Problem statement:
Copy the excerpt on memoir writing between "At a function" and "material, and I.", inclusive, changing "venue" to "hall".

Excerpt:
※ ※ ※
At a function in Williamsburg back in 2012, I sat in the back of a dark venue—a nightclub-turned-literary salon, I suppose—and listened to author Nick Flynn talk about the craft of memoir. I, at that time, considered myself a memoirist: short memoir writer, flash memoir writer, architect of some future book of memoirs, maybe. As I listened, having no knowledge that I had already entered the first of a twenty-four month bout with writer’s block, I thought about the I. I use I too much, I thought. My I required more distance, more spatial breaths between me, my source material, and I.

And Nick Flynn opened the genre’s chest on stage, showed its heart to me, its beating organ, by revealing the connection between the personal and universal. Spin your story, make the words do the hard work—I’m paraphrasing here, bordering on fabrication, though the thesis remains factually accurate—and somehow find a way to make your story, your personal, fleshy story, universal. Make it connect. Give people bridges. Conduits. Make them see themselves in you. Let them slip on your I.
※ ※ ※
Data listing:
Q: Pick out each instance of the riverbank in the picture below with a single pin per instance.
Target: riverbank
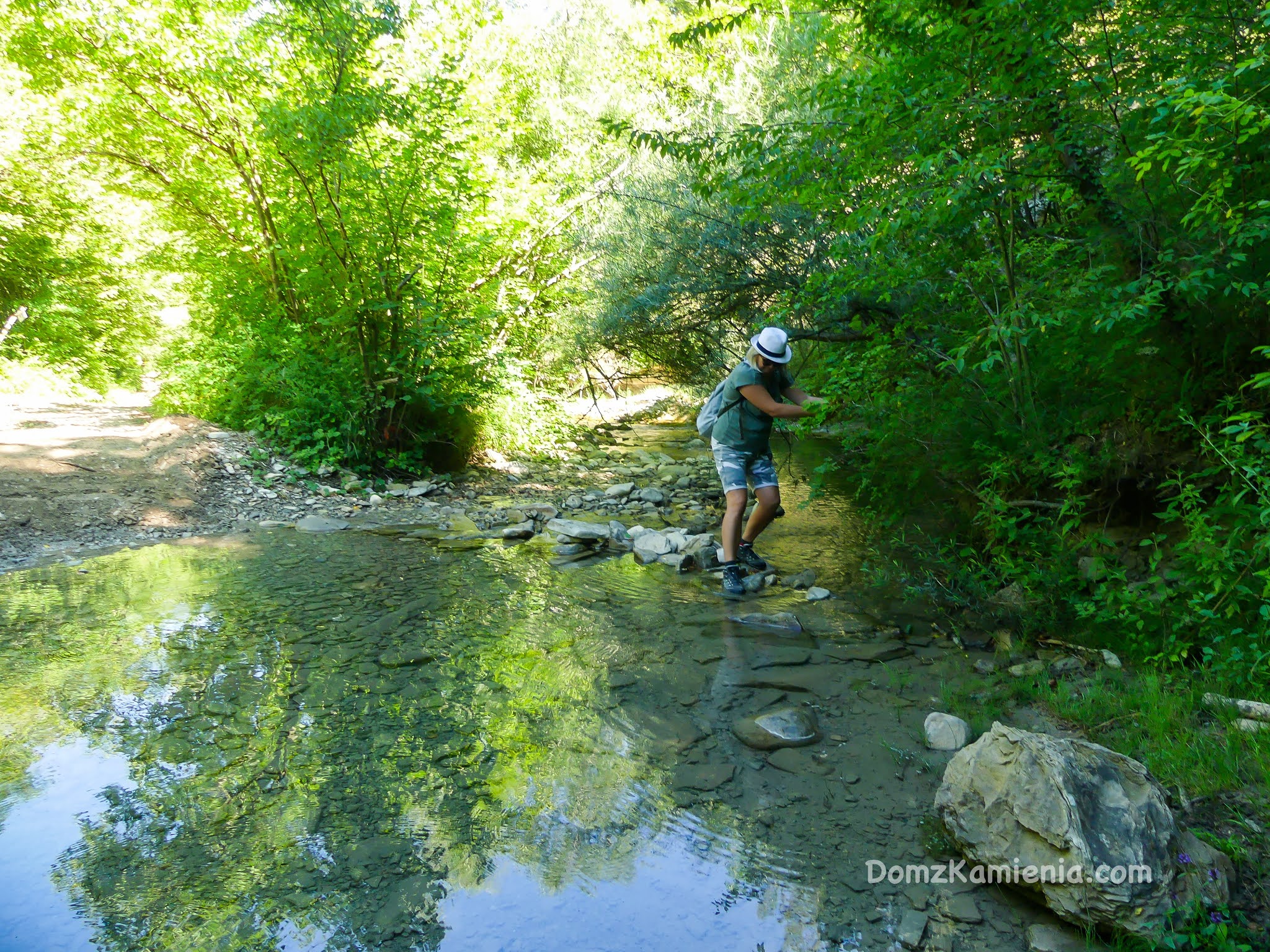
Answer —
(917, 658)
(86, 478)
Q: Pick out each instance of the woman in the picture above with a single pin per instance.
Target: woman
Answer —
(751, 399)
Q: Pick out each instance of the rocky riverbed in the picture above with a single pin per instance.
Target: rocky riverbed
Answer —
(801, 726)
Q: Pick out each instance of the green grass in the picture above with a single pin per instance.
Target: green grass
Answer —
(1152, 718)
(1160, 720)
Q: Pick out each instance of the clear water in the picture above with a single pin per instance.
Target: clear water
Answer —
(352, 742)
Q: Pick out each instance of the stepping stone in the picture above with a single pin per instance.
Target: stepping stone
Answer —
(797, 762)
(786, 728)
(779, 655)
(407, 656)
(911, 928)
(876, 651)
(321, 523)
(818, 679)
(704, 777)
(785, 621)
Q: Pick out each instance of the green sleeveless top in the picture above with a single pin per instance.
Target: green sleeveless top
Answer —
(745, 427)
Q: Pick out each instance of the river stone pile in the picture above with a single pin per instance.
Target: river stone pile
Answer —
(673, 547)
(1021, 799)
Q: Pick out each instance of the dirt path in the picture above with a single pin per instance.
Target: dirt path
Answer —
(92, 475)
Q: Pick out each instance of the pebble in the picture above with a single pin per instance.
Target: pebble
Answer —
(945, 731)
(912, 927)
(786, 728)
(321, 523)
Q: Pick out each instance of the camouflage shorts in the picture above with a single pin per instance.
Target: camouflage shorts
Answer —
(734, 467)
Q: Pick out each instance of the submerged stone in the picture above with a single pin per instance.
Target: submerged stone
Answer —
(778, 620)
(804, 579)
(321, 523)
(404, 656)
(876, 651)
(704, 777)
(786, 728)
(578, 530)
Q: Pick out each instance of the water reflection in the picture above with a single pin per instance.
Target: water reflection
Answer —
(356, 743)
(64, 786)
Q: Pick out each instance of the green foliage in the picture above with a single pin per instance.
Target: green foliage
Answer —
(69, 253)
(1041, 234)
(1206, 931)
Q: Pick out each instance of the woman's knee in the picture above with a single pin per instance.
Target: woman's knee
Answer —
(769, 496)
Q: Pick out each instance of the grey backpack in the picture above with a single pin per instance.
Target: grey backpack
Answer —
(710, 412)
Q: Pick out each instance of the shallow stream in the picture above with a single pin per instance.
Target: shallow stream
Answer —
(352, 742)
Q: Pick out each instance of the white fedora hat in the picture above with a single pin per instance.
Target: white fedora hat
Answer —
(774, 345)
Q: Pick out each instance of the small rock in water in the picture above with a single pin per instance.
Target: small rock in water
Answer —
(321, 523)
(945, 731)
(912, 927)
(404, 656)
(796, 762)
(786, 728)
(804, 579)
(704, 777)
(779, 620)
(869, 651)
(540, 511)
(578, 530)
(651, 546)
(680, 562)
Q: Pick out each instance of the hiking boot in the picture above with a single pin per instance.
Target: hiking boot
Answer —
(746, 555)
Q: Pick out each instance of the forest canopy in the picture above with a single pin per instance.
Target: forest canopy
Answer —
(1021, 247)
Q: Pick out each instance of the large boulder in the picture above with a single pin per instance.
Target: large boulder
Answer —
(1016, 799)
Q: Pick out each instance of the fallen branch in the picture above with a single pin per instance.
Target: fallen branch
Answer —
(68, 462)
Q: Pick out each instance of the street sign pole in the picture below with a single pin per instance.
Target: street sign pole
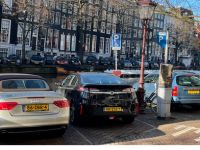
※ ※ ※
Reply to the exercise:
At a function in Williamsburg back in 2012, I sat in the back of a dark hall—a nightclub-turned-literary salon, I suppose—and listened to author Nick Flynn talk about the craft of memoir. I, at that time, considered myself a memoirist: short memoir writer, flash memoir writer, architect of some future book of memoirs, maybe. As I listened, having no knowledge that I had already entered the first of a twenty-four month bout with writer’s block, I thought about the I. I use I too much, I thought. My I required more distance, more spatial breaths between me, my source material, and I.